### Entries provided
<<<<
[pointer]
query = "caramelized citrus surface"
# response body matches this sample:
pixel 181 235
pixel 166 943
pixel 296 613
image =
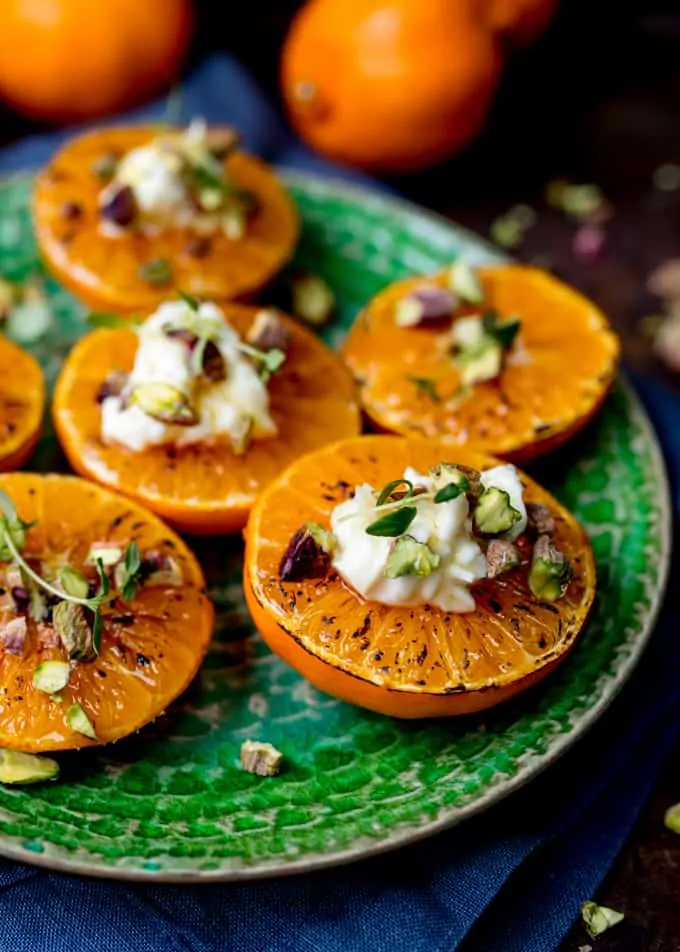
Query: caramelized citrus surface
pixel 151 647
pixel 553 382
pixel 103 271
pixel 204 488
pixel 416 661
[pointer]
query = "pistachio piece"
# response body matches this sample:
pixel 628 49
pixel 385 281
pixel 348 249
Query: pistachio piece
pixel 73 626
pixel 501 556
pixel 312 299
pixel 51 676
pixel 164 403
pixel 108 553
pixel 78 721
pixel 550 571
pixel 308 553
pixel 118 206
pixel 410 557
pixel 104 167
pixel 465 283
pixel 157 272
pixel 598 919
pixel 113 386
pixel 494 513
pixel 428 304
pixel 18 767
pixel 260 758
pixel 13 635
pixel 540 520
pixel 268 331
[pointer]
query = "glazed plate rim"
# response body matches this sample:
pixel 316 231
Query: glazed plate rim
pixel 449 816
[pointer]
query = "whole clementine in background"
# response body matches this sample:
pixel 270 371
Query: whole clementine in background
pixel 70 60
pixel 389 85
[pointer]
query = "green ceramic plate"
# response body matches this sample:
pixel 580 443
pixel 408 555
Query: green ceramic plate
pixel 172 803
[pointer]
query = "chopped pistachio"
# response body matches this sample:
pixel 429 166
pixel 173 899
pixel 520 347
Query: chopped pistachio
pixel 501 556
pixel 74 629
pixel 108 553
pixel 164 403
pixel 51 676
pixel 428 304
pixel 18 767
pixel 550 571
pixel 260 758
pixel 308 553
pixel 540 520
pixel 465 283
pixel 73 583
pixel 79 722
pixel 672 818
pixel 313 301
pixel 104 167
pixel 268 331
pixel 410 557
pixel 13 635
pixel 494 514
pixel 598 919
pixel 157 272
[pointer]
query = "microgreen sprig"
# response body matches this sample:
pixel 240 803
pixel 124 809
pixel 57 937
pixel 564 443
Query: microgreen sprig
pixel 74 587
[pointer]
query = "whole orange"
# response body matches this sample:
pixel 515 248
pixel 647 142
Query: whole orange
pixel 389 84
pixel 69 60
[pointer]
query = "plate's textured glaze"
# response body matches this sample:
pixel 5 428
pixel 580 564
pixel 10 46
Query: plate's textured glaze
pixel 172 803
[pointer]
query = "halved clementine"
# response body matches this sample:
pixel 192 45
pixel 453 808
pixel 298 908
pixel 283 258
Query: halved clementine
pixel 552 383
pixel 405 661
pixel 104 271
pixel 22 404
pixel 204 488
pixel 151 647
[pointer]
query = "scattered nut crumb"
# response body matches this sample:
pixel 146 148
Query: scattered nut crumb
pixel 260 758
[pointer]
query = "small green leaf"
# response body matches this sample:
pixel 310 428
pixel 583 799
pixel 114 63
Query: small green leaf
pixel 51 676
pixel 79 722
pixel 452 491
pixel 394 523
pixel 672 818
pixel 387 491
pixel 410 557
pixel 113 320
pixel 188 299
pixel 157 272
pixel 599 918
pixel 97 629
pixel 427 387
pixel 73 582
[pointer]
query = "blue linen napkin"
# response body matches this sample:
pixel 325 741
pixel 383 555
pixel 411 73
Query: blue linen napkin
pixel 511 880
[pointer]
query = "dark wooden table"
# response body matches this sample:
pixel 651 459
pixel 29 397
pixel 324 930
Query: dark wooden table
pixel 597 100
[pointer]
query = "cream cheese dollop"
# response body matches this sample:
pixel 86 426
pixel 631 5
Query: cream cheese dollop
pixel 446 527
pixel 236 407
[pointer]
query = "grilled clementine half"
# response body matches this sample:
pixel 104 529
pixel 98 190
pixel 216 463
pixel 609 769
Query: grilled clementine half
>>>>
<<<<
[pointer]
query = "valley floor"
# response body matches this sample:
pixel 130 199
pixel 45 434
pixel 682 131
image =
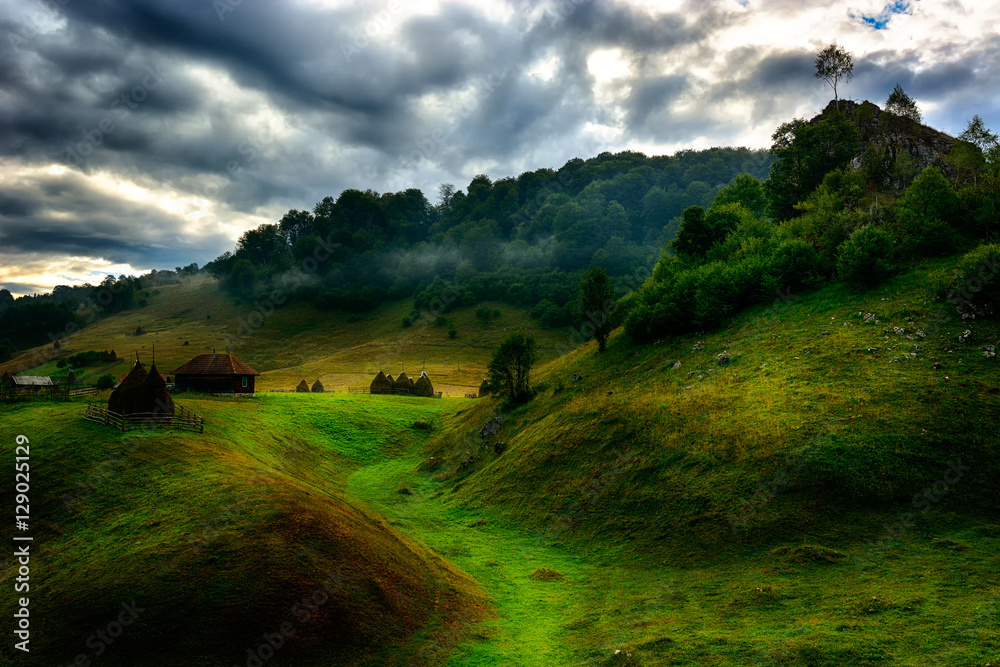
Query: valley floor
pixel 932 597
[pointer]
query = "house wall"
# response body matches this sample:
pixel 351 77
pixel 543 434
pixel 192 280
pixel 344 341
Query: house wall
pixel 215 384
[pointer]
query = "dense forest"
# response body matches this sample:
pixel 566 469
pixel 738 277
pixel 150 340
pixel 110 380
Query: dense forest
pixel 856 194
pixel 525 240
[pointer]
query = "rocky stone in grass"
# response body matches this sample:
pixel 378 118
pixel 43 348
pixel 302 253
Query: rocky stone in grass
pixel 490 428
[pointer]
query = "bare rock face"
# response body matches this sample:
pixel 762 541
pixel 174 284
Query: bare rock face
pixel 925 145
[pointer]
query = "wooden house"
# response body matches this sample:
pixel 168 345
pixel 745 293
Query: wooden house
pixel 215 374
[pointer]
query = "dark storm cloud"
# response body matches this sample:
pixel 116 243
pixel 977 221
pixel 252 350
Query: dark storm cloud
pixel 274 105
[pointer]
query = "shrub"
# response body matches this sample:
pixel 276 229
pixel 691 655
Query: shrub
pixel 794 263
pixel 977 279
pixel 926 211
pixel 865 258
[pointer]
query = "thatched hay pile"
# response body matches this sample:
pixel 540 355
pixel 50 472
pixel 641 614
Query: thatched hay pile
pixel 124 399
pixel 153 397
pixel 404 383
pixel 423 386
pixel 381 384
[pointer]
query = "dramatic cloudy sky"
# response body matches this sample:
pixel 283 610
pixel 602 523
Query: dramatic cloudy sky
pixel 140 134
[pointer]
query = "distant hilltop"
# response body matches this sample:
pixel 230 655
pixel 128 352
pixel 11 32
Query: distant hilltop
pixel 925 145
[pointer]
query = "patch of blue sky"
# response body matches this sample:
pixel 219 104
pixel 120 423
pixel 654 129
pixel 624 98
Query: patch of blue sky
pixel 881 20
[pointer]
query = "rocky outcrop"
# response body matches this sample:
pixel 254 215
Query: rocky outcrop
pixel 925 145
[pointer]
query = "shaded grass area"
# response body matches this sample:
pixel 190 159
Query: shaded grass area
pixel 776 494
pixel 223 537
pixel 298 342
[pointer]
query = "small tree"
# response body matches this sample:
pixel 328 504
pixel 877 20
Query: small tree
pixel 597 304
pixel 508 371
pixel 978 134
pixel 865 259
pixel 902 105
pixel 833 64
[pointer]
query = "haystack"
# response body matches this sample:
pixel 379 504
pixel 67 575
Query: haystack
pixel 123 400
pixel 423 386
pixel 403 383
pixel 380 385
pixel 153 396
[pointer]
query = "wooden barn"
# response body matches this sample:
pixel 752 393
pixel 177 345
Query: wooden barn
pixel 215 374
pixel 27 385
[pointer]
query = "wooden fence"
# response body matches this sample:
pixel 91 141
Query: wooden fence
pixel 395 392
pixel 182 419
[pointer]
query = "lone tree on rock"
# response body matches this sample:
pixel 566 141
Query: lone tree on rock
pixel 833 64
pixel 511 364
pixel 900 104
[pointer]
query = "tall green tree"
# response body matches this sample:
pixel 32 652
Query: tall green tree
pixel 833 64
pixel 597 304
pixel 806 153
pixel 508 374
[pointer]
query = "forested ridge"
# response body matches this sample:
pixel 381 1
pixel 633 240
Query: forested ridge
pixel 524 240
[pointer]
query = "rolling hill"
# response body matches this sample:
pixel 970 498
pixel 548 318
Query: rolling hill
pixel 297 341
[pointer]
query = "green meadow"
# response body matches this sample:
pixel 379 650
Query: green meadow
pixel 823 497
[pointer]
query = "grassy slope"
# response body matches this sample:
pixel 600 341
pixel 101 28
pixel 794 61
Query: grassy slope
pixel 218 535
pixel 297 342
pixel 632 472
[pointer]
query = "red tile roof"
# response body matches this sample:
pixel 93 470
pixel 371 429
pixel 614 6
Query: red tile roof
>>>>
<<<<
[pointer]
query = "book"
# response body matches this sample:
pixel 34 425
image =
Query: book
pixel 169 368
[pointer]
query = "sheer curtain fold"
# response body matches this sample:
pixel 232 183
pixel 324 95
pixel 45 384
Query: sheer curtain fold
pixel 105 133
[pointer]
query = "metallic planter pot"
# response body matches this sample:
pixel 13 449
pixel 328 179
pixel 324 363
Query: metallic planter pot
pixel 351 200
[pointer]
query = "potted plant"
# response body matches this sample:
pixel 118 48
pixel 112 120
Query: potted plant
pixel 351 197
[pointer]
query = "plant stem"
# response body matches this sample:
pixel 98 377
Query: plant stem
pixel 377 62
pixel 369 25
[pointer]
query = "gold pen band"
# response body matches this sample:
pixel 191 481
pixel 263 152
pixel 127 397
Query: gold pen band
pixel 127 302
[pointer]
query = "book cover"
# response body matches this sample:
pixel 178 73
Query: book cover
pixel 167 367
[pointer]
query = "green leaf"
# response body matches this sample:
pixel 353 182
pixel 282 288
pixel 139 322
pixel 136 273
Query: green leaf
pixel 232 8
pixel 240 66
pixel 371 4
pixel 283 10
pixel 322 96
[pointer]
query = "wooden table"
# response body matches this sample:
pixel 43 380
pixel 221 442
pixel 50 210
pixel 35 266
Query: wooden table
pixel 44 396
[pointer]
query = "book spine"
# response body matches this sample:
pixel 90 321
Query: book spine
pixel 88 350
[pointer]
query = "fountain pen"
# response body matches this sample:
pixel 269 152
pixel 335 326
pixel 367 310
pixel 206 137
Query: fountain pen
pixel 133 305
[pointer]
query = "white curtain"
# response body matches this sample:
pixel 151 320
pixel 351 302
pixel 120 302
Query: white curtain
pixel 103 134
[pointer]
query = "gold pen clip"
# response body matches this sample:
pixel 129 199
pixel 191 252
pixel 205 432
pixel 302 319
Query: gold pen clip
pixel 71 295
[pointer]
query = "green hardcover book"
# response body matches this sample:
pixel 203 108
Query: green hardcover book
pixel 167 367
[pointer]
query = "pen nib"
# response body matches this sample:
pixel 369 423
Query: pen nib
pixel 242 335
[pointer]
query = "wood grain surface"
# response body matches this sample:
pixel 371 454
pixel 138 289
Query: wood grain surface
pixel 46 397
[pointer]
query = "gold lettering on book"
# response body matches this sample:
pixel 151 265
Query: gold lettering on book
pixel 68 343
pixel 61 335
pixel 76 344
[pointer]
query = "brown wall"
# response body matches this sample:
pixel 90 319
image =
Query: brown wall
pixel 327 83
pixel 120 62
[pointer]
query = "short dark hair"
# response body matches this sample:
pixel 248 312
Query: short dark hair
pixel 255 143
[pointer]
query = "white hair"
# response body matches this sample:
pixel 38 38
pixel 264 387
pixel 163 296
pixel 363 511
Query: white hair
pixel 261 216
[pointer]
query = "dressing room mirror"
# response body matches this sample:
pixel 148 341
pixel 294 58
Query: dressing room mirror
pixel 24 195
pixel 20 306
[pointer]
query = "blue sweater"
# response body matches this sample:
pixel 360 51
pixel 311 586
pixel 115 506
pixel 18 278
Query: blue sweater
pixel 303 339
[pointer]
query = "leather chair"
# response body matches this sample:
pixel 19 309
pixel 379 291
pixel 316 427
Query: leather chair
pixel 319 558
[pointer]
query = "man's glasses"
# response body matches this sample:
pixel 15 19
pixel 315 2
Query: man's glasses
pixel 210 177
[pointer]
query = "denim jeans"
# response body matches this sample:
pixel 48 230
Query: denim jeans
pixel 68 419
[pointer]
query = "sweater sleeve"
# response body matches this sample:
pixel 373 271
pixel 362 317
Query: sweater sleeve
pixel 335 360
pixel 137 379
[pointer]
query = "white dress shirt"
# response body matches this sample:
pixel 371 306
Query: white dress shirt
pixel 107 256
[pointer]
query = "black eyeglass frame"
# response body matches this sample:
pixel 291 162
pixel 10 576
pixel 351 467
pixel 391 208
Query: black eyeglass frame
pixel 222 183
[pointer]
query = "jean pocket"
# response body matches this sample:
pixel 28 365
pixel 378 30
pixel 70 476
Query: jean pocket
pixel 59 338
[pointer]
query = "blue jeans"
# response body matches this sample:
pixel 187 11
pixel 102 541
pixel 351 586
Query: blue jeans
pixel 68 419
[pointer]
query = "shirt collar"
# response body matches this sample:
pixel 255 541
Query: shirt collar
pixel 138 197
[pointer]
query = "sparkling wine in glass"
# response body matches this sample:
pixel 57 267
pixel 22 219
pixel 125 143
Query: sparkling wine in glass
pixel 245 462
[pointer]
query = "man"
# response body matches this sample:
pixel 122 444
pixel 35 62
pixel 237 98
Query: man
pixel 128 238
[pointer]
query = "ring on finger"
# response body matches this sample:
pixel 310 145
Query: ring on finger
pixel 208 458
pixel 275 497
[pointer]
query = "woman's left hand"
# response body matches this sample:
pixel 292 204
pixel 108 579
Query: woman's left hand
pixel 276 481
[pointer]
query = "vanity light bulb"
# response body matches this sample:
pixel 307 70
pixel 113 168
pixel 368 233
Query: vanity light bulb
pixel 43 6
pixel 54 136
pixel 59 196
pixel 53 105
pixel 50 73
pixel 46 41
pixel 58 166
>>>>
### Required action
Scan the records for the string "roof" and show every line that contains it.

### Response to this exercise
query = "red tile roof"
Query: red tile roof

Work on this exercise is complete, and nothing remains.